- [PROVIDED RECORDS]
>>

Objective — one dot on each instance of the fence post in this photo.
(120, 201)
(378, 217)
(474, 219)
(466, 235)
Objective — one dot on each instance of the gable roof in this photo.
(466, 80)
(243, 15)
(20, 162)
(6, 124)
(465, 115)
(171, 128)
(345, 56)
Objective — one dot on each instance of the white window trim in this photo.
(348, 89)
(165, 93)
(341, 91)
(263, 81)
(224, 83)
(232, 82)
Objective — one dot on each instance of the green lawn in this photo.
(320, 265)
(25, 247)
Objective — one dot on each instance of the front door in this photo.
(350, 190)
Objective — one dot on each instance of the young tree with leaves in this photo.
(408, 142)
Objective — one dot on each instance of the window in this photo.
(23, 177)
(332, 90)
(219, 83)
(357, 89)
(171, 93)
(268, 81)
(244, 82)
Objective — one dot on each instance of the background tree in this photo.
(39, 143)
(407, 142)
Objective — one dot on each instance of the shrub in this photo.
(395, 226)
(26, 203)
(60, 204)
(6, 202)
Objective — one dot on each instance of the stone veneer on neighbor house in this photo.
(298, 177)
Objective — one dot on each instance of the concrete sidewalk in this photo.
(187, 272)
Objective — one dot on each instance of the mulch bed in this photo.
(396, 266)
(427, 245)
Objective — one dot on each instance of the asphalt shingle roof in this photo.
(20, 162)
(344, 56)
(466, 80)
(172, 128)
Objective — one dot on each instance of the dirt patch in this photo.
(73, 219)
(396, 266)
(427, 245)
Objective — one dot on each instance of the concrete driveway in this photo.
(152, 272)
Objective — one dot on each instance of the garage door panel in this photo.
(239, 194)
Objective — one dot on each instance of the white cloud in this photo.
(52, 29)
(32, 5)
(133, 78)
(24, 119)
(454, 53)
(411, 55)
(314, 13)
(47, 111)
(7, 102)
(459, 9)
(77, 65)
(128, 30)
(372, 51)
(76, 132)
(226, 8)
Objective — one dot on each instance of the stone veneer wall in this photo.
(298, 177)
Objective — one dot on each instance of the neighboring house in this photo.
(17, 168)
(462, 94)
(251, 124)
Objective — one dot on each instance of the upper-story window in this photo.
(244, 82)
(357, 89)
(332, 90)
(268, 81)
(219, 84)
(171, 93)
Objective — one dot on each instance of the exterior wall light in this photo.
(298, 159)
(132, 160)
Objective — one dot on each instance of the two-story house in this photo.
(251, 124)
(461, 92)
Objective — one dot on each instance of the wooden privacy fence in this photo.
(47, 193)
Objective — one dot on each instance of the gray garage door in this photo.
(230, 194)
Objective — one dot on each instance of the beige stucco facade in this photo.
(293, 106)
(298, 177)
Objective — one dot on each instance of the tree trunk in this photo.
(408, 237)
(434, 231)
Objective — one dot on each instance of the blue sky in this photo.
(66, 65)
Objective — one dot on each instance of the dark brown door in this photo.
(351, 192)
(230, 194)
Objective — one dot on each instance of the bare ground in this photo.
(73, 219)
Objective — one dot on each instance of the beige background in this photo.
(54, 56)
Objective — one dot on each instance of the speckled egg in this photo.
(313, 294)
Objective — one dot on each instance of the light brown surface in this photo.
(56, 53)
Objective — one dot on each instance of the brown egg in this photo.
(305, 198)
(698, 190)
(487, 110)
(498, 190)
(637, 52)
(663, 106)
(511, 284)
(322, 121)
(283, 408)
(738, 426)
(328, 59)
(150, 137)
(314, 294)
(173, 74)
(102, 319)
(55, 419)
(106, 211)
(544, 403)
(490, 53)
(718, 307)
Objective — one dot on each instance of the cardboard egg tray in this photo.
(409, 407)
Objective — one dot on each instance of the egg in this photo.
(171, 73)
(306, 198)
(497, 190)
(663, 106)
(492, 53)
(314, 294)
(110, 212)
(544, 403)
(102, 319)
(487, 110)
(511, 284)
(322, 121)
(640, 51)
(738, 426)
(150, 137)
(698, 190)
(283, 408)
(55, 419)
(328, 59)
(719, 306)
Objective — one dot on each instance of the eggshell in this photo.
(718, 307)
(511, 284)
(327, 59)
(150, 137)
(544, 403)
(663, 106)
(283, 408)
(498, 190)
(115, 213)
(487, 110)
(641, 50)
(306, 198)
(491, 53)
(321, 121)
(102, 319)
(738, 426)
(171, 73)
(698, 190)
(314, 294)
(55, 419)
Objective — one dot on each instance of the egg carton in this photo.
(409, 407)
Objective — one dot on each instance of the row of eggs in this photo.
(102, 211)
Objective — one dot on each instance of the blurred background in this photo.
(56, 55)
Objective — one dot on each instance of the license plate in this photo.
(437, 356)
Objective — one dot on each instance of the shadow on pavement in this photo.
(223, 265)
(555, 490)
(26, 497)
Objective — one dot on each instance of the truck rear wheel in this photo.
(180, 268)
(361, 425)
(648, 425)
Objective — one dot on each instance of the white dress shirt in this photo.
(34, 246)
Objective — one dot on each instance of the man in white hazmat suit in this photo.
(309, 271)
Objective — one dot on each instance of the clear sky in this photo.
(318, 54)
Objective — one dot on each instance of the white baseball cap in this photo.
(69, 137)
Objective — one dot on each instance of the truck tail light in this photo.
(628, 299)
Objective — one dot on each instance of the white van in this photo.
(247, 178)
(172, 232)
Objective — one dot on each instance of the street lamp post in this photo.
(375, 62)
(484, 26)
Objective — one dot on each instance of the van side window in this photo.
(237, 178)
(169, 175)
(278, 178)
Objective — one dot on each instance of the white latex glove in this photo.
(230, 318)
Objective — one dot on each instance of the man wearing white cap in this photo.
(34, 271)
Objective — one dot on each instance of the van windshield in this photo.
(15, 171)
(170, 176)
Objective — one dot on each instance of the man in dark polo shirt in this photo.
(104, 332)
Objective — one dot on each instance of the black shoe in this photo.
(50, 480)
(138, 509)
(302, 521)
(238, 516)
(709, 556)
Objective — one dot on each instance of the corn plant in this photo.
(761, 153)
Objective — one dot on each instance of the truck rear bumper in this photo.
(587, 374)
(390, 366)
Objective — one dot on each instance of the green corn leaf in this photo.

<<

- [WHAT IS BEING ASKED] The response should consist of the entries above, retyped exactly.

- [RESULT OF THE EXERCISE]
Objective — one dot on each instance of the fence post in this photo.
(120, 201)
(378, 217)
(474, 219)
(466, 235)
Objective — one dot on each instance of the gable roof in this photo.
(466, 80)
(243, 15)
(20, 162)
(6, 124)
(465, 115)
(171, 128)
(345, 56)
Objective — one dot on each instance of the white window trim in this photo.
(348, 89)
(165, 93)
(341, 91)
(263, 81)
(224, 83)
(232, 82)
Objective — one dot on each instance of the green lawn in this photo.
(320, 265)
(25, 247)
Objective — one dot on each instance of the front door in this photo.
(350, 190)
Objective — one dot on each instance of the young tree with leaves in this photo.
(408, 142)
Objective — one dot on each instance of the window in this photo.
(23, 177)
(332, 90)
(219, 83)
(357, 89)
(171, 93)
(268, 81)
(244, 82)
Objective — one dot on each instance of the background tree in this photo.
(39, 143)
(407, 142)
Objective — one dot on each instance of the shrub in this photo.
(395, 226)
(26, 203)
(60, 204)
(6, 202)
Objective — one dot on each instance of the stone veneer on neighbor house in this photo.
(298, 177)
Objective — one dot on each instance of the concrete sidewalk in this photo.
(187, 272)
Objective — one dot on each instance of the mulch bed in this photo.
(396, 266)
(427, 245)
Objective — one dot on each instance of the asphalt shingle roof in this photo.
(20, 162)
(344, 56)
(466, 80)
(172, 128)
Objective — one dot on each instance of the dirt patch in this photo.
(73, 219)
(396, 266)
(427, 245)
Objective — one dot on each instance of the concrete driveway in this photo.
(152, 272)
Objective — one dot on each instance of the garage door panel in this photo.
(239, 194)
Objective — one dot on each instance of the white cloud in this photo.
(52, 29)
(32, 5)
(133, 78)
(24, 119)
(454, 53)
(411, 55)
(314, 13)
(47, 111)
(7, 102)
(459, 9)
(77, 65)
(128, 30)
(372, 51)
(76, 132)
(226, 8)
Objective — one dot on each instance of the stone veneer wall in this photo.
(298, 177)
Objective — one dot on each instance of the neighboring house in this photo.
(17, 168)
(462, 94)
(251, 124)
Objective — one dot on each instance of the upper-story window in this photo.
(244, 82)
(357, 89)
(332, 90)
(268, 81)
(219, 84)
(171, 93)
Objective — one dot on each instance of the exterior wall light in this photo.
(298, 159)
(132, 160)
Objective — one dot on each instance of the two-story house in this photo.
(251, 124)
(461, 92)
Objective — one dot on each instance of the wooden privacy fence in this photo.
(47, 193)
Objective — one dot on each instance of the gray garage door in this photo.
(230, 194)
Objective — one dot on each instance of the beige stucco facade in this photo.
(293, 106)
(298, 177)
Objective — one dot on each instance of the tree trunk in this photo.
(408, 237)
(434, 231)
Objective — one dot on each instance of the blue sky in this photo.
(66, 65)
Objective — one dot on each instance of the dark brown door in this photo.
(351, 192)
(230, 194)
Objective — one dot on each instance of the bare ground in this photo.
(73, 219)
Objective — one dot on each instance of the beige background in this photo.
(54, 56)
Objective — one dot on each instance of the speckled egg in this photo.
(313, 294)
Objective — one dot on each instance of the light brown surface in this photo.
(56, 53)
Objective — one dot on each instance of the brown egg in this photo.
(305, 198)
(698, 190)
(487, 110)
(498, 190)
(637, 52)
(663, 106)
(511, 284)
(322, 121)
(283, 408)
(738, 426)
(328, 59)
(150, 137)
(314, 294)
(173, 74)
(102, 319)
(55, 419)
(106, 211)
(544, 403)
(490, 53)
(718, 307)
Objective — one dot on each instance of the cardboard egg tray in this photo.
(409, 407)
Objective — one dot on each instance of the egg in this photo.
(171, 73)
(306, 198)
(497, 190)
(663, 106)
(492, 53)
(314, 294)
(110, 212)
(544, 403)
(102, 319)
(487, 110)
(511, 284)
(322, 121)
(640, 51)
(738, 426)
(150, 137)
(698, 190)
(283, 408)
(55, 419)
(328, 59)
(719, 306)
Objective — one dot on each instance of the eggshell in this photo.
(718, 307)
(511, 284)
(327, 59)
(150, 137)
(544, 403)
(663, 106)
(283, 408)
(498, 190)
(115, 213)
(487, 110)
(641, 50)
(306, 198)
(491, 53)
(321, 121)
(102, 319)
(738, 426)
(171, 73)
(698, 190)
(314, 294)
(55, 419)
Objective — one dot on each instance of the egg carton in this photo.
(409, 407)
Objective — one dot on each instance of the row of eggs in this photo.
(102, 211)
Objective — one dot on each instance of the blurred background in this photo.
(56, 55)
Objective — one dot on each instance of the license plate in this photo.
(437, 356)
Objective — one dot on each instance of the shadow on pavement in this photo.
(223, 265)
(555, 490)
(26, 497)
Objective — one dot on each instance of the truck rear wheel in this photo.
(180, 268)
(361, 425)
(648, 425)
Objective — one dot on each instance of the white dress shirt in this photo.
(34, 246)
Objective — one dot on each instance of the man in white hazmat suit in this photo.
(309, 271)
Objective — one dot on each instance of the clear sky in this photo.
(318, 54)
Objective — one dot on each instance of the white baseball cap in this photo.
(69, 137)
Objective — one dot on each instance of the truck tail light in this photo.
(628, 299)
Objective — one dot on each instance of the white van in this photo.
(247, 178)
(172, 232)
Objective — one dot on each instance of the street lamp post in this photo.
(375, 62)
(484, 26)
Objective — one dot on each instance of the van side window in this photo.
(237, 178)
(169, 175)
(278, 178)
Objective — one dot on each instance of the white latex glove in this photo.
(230, 318)
Objective — one dot on each instance of the man wearing white cap in this photo.
(34, 271)
Objective — one dot on each instance of the van windshield in this photo.
(15, 171)
(170, 176)
Objective — one dot on each instance of the man in dark polo shirt in this photo.
(104, 332)
Objective — one dot on each instance of the black shoe in this photo.
(50, 480)
(138, 509)
(302, 521)
(238, 516)
(709, 556)
Objective — one dot on each instance of the corn plant in this photo.
(761, 153)
Objective — one dot on each instance of the truck rear bumper in this photo.
(587, 374)
(390, 366)
Objective — one dot on each instance of the green corn leaf in this photo.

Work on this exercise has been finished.